## [WHAT THE TASK ASKS]
Reproduce the records below exactly as they appear, omitting any pictures they contain.

## [SUPPLIED RECORDS]
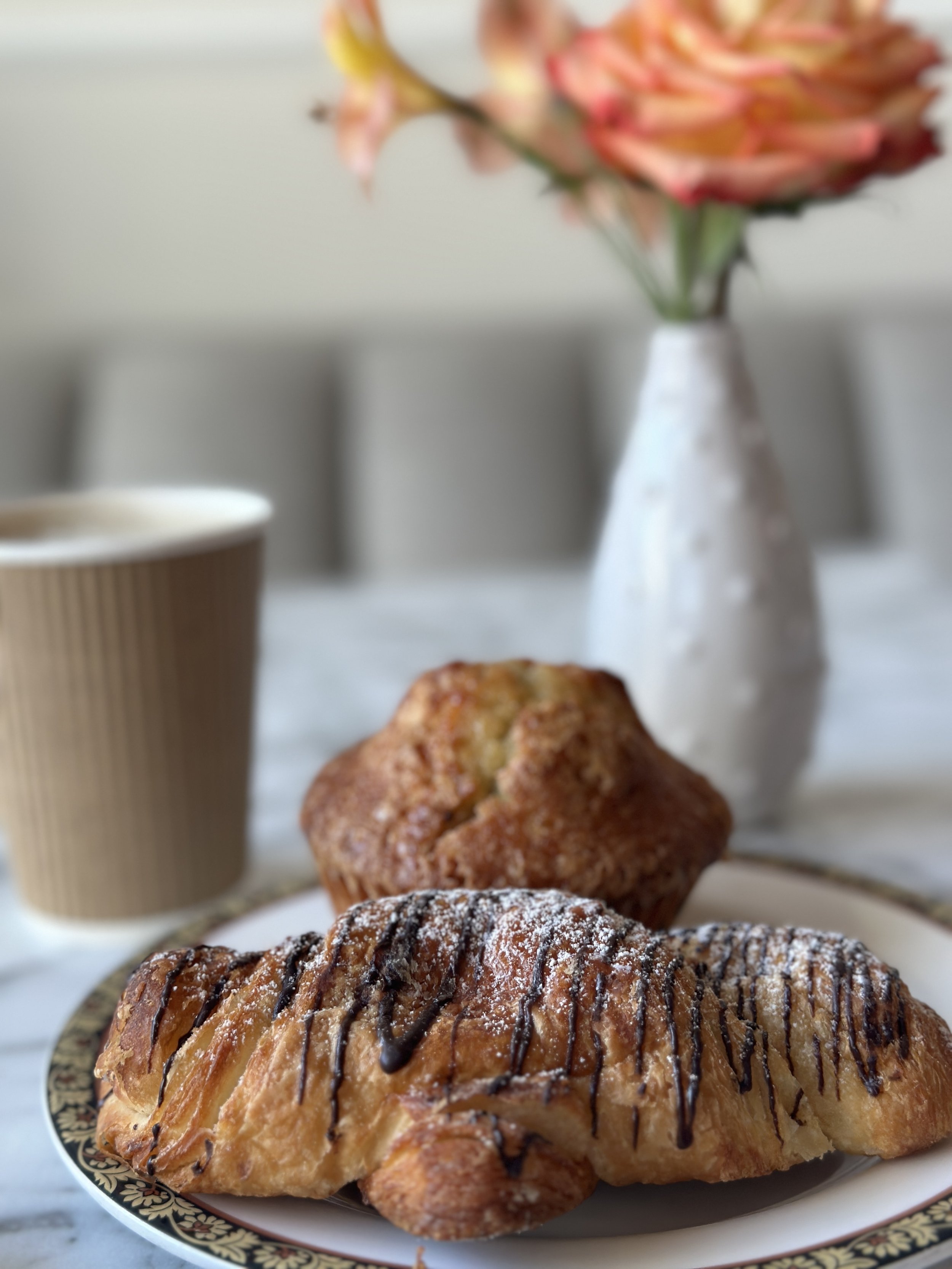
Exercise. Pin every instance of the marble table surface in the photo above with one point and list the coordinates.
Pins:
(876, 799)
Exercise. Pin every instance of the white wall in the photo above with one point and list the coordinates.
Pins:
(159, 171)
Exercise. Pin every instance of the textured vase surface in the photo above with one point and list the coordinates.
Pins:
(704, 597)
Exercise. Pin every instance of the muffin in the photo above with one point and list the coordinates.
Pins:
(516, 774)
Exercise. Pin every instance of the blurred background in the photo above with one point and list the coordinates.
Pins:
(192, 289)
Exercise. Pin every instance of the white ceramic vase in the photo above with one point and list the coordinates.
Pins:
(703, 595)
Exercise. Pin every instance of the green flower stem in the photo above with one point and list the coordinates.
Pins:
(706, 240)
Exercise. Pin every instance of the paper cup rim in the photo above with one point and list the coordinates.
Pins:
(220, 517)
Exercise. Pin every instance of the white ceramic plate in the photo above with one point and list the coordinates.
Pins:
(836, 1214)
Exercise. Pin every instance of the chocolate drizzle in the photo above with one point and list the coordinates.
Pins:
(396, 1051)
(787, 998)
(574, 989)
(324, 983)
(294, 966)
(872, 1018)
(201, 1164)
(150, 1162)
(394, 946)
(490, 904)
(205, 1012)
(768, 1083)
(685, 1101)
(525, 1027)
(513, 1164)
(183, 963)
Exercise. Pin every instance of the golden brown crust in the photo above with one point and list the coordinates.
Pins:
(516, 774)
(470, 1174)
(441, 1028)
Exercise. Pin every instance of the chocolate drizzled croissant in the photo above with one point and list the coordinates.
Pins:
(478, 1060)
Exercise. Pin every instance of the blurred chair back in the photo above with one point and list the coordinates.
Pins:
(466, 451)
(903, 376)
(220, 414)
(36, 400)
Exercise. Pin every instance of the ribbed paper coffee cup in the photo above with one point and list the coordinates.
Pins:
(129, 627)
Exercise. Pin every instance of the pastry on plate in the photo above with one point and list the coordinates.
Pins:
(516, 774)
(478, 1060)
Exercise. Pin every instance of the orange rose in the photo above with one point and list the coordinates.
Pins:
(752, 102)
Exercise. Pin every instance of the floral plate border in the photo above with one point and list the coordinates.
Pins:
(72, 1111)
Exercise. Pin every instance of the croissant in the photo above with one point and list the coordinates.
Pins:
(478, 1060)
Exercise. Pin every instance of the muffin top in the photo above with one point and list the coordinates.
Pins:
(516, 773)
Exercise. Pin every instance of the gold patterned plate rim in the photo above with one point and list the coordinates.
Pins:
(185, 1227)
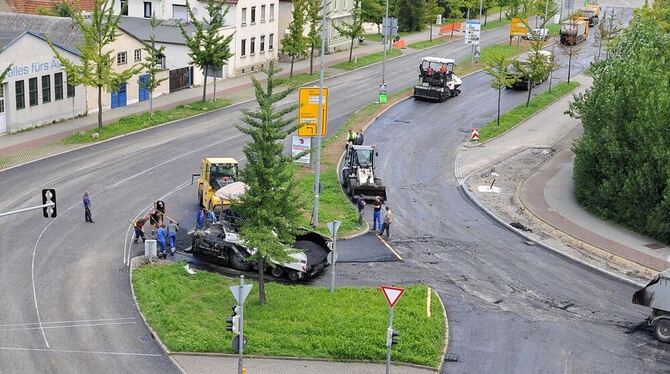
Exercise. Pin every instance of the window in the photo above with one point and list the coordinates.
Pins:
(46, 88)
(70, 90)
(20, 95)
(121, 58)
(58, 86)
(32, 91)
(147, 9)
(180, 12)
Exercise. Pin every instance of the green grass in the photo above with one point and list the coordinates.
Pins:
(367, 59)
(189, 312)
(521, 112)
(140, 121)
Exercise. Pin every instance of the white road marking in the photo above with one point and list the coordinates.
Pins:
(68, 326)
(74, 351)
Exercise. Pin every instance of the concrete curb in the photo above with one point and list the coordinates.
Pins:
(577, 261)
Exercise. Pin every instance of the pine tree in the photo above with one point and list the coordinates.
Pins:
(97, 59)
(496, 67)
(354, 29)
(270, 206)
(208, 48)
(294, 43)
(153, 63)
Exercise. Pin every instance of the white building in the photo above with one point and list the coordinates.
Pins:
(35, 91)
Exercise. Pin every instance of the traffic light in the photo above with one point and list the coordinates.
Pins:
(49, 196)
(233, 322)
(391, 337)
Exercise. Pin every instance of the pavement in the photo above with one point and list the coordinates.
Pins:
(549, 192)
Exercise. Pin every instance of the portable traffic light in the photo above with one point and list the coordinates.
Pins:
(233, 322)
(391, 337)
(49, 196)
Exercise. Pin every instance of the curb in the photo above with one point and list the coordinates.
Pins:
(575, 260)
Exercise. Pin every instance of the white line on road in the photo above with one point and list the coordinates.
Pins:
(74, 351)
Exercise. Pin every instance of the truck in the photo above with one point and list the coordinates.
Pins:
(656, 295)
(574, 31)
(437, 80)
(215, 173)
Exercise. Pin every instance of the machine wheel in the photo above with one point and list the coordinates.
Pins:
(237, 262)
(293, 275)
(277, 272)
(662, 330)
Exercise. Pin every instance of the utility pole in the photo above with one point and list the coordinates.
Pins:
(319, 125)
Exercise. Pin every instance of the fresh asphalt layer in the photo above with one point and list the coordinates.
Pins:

## [EXPECTED ANSWER]
Exercise. Pin every instance of the marble table surface in the photo above with one point and list the coordinates.
Pins:
(876, 799)
Exercise. Pin every instance of the white wall in the photo above with one point and list the coordinates.
Pins:
(159, 171)
Exercise. Pin every instance of the textured vase surface in the photo above with one point and list the coordinates.
Pins:
(704, 597)
Exercise. Pin every instance of the muffin in the photo above with one point and list the coordinates.
Pins:
(516, 774)
Exercise. Pin every instance of the blurred background in the photo above with one point and list the coordinates.
Pins:
(192, 289)
Exercise. Pin every instance of the white ceramic vase in the photo above with one point and list the coordinates.
Pins:
(703, 595)
Exercise. Pin every instance of the green flower stem in the photo above with one point and list the coordinates.
Pins:
(706, 240)
Exercise. Pin every instance of the paper cup rim in the photo above with one point and list the coordinates.
Pins:
(220, 517)
Exercise. Pin every instance of the white ceramic plate in the photo above with one point and list the coordinates.
Pins:
(836, 1214)
Exercise. Pin every instance of the chocolate drizzle in the photo above with one point and list the coordinates.
Pins:
(396, 1051)
(787, 998)
(574, 989)
(324, 983)
(294, 966)
(872, 1018)
(201, 1164)
(150, 1162)
(394, 946)
(490, 904)
(205, 1012)
(768, 1083)
(685, 1101)
(525, 1027)
(513, 1164)
(183, 963)
Exercise. Pin every instance of the golden brown crust in the photo above with one point and list the coordinates.
Pins:
(516, 774)
(470, 1174)
(441, 1028)
Exercise. Pin every instance of the chocolate drizzled croissant in the photo above with one point and list the coordinates.
Pins:
(478, 1060)
Exercise. Pin every instance of the blurred chair back in the photo above with one point and list the coordinates.
Pins:
(466, 451)
(903, 376)
(220, 414)
(36, 400)
Exercise. Pin every instance of the ribbed paper coffee cup in the photo above with one point and list the coordinates.
Pins:
(129, 627)
Exercise. Pin every instance of the pastry on plate in the photo above with one point and list the coordinates.
Pins:
(516, 774)
(478, 1060)
Exercise. Pin every instance of the orange rose in the photo above with one point and list the coordinates.
Pins:
(752, 102)
Exercise. Pin every instance of the floral plate border in the photo above with one point and list the coordinates.
Pins:
(72, 1111)
Exercise. Pin every instance of the croissant in the photo above with one point and list the coordinates.
Pins:
(478, 1060)
Exercise. Pin every instance of the muffin top in the photo above with one point and list the coordinates.
Pins:
(516, 773)
Exercise. Pin every instance of the gold patterned plate rim in the photo above with one point and list the coordinates.
Pins:
(185, 1227)
Exercise. Pin every instance of the window in the photo above with one point and list the coordinates.
Pins:
(46, 88)
(70, 90)
(20, 95)
(121, 58)
(58, 86)
(32, 91)
(147, 9)
(180, 12)
Exercise. Pin every instance of the green grass in the photo above with one point and list the coordinates.
Pins:
(367, 59)
(189, 312)
(521, 112)
(140, 121)
Exercise. Pin every instance of the white road marking in the photo above with one point and list the coordinates.
Pins:
(68, 326)
(74, 351)
Exercise. Pin every instance of the concrete curb in the photo above with one point and list the coordinates.
Pins:
(577, 261)
Exercise. Pin every instance of the pine tree in the photo above with one point and list the coordinates.
Pins:
(97, 59)
(496, 67)
(354, 29)
(270, 206)
(208, 48)
(294, 43)
(153, 63)
Exercise. Pin every instance of the white building in the photo above with one point and list the coordinates.
Pins:
(35, 91)
Exercise. Pin every instance of the traffic light in the photo above with one point and list the coordinates.
Pins:
(49, 196)
(233, 322)
(391, 337)
Exercise. Pin every instance of the pavement in the photo above with one point and list the coordinates.
Pins:
(549, 192)
Exercise. Pin every instance of the portable traffic light in the photo above with one point and list the coordinates.
Pins:
(233, 322)
(391, 337)
(49, 196)
Exercise. Pin every instance of the curb in the photo above with one point and list the coordinates.
Pins:
(575, 260)
Exercise. Pin every instance of the white line on road in the photo above with one point and list the coordinates.
Pins:
(74, 351)
Exercise. Pin every instance of the truck in the photo above with one point and list the coordinates.
Pins:
(656, 295)
(574, 31)
(437, 80)
(215, 173)
Exercise. Pin every instance of the machine wheel in the photo above with one point and list the coordinates.
Pins:
(237, 262)
(293, 275)
(277, 272)
(662, 330)
Exercise. Pin every instance of the utility pole in the photo above with one point and list the coordinates.
Pins:
(319, 125)
Exercise. Pin every instance of the fresh asphalt layer in the photo above with one point and list the coordinates.
Pins:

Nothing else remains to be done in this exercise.